**所给文本:**
★ ★ ★ ★

第22节：相关性分析——协方差、相关系数与热力图解读

- 第22节：相关性分析------协方差、相关系数与热力图解读
- 本节学习目标
- 为什么学这个
- 核心知识点讲解
- - 一、协方差（Covariance）
  - - [1.1 数学公式](#1.1 数学公式)
    - [1.2 协方差的局限性](#1.2 协方差的局限性)
  - [二、Pearson 相关系数](#二、Pearson 相关系数)
  - - [2.1 数学公式](#2.1 数学公式)
    - [2.2 相关系数的解读](#2.2 相关系数的解读)
    - [2.3 Pearson 相关系数的限制](#2.3 Pearson 相关系数的限制)
  - [三、Spearman 秩相关系数](#三、Spearman 秩相关系数)
  - - [3.1 为什么需要 Spearman？](#3.1 为什么需要 Spearman？)
  - [四、Kendall 秩相关系数](#四、Kendall 秩相关系数)
  - 五、相关性显著性检验
  - - [5.1 P值的含义](#5.1 P值的含义)
  - 六、相关性热力图解读
  - - [6.1 标准相关性热力图](#6.1 标准相关性热力图)
    - [6.2 热力图解读技巧](#6.2 热力图解读技巧)
  - 七、多重共线性检测（VIF）
  - 八、偏相关分析
- 实战练习
- - 练习一：电商数据分析
  - 练习二：相关不等于因果的演示
- 本节总结
- 下一节预告

专栏导读

🌸 欢迎来到Python办公自动化专栏---Python处理办公问题，解放您的双手

🏳️‍🌈 个人博客主页：请点击------> 个人的博客主页求收藏

🏳️‍🌈 Github主页：请点击------> Github主页求Star⭐

🏳️‍🌈 知乎主页：请点击------> 知乎主页求关注

🏳️‍🌈 CSDN博客主页：请点击------> CSDN的博客主页求关注

👍 该系列文章专栏：请点击------>Python办公自动化专栏求订阅

🕷 此外还有爬虫专栏：请点击------>Python爬虫基础专栏求订阅

📕 此外还有python基础专栏：请点击------>Python基础学习专栏求订阅

文章作者技术和水平有限，如果文中出现错误，希望大家能指正🙏

❤️ 欢迎各位佬关注！ ❤️

第22节：相关性分析------协方差、相关系数与热力图解读

本节学习目标

完成本节学习后，你将能够：

理解协方差的概念、计算方法和局限性
掌握三种相关系数：Pearson、Spearman、Kendall
理解相关系数的数学含义和解读要点
掌握相关性显著性检验的方法（P值检验）
正确解读相关性热力图，避免常见误读
理解"相关不等于因果"的核心原则
使用相关性分析进行特征选择和多重共线性检测
在业务场景中灵活应用相关性分析

为什么学这个

在数据分析中，我们常常问这样的问题：

"广告投入和销售额有关系吗？"

★ ★ ★ ★

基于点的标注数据

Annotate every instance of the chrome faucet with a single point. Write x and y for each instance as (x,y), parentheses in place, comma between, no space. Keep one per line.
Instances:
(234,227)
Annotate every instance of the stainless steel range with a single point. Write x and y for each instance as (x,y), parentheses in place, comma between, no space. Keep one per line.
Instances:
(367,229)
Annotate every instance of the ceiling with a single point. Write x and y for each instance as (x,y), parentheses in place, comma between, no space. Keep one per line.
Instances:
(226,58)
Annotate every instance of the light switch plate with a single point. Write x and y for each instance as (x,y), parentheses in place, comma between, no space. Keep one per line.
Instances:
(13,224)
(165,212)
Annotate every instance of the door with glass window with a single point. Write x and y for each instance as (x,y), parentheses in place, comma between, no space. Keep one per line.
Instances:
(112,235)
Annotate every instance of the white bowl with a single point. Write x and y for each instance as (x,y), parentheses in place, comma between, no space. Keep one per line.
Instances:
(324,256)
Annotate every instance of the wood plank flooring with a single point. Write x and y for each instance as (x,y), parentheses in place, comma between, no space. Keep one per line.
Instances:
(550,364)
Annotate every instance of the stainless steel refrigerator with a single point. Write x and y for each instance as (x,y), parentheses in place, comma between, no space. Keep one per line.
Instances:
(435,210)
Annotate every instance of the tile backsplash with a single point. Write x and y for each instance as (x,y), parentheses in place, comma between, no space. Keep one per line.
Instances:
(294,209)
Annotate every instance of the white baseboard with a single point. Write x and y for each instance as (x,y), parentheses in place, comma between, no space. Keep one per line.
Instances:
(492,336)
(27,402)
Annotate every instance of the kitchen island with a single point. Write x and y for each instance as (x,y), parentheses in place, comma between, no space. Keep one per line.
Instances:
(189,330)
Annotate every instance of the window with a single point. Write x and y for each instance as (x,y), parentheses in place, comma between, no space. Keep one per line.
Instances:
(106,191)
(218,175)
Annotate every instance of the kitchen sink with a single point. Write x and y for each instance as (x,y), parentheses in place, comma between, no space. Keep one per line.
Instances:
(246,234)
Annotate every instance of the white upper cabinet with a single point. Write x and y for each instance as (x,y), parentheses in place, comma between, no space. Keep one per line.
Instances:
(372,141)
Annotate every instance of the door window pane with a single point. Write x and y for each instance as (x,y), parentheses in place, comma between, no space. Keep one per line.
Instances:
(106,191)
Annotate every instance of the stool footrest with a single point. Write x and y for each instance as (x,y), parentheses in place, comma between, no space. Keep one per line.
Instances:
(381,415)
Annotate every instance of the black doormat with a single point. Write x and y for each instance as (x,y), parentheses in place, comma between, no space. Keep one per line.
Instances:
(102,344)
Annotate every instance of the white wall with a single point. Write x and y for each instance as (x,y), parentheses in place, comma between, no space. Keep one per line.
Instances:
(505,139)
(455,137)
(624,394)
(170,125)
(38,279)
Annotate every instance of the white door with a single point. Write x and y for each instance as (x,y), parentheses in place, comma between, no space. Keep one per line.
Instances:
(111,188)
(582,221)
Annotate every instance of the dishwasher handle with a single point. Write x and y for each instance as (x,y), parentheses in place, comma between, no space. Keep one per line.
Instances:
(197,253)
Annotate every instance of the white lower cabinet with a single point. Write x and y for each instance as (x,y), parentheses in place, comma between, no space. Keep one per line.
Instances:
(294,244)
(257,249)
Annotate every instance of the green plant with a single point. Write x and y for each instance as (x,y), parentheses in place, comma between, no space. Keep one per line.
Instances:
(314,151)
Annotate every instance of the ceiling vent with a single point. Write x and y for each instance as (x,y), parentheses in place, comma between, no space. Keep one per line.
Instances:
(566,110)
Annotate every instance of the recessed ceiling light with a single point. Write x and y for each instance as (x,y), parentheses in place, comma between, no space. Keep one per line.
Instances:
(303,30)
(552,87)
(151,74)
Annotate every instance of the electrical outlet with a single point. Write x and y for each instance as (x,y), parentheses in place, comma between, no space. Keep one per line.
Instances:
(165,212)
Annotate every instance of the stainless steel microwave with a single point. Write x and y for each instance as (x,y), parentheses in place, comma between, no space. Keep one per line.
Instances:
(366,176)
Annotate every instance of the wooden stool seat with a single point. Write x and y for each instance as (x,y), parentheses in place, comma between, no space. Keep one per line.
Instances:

★ ★ ★ ★

**任务要求:** 在相关性分析这篇文本的本节学习目标里，要求掌握的三种相关系数是哪三种？ 这些数据与本题无关。

**输出结果:** Pearson、Spearman、Kendall。